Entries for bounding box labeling
:::::

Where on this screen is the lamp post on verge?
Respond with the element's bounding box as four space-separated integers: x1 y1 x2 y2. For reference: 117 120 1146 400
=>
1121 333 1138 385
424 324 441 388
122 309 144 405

:::::

## Requirement
Go through the records above and retype each one exactly.

## Task response
Where on this screen is the lamp post on verge?
Respond with the element's bounding box as four space-separated integers: x1 y1 x2 y2. For reference: 117 120 1146 400
=>
1121 333 1138 385
424 324 441 388
122 309 144 405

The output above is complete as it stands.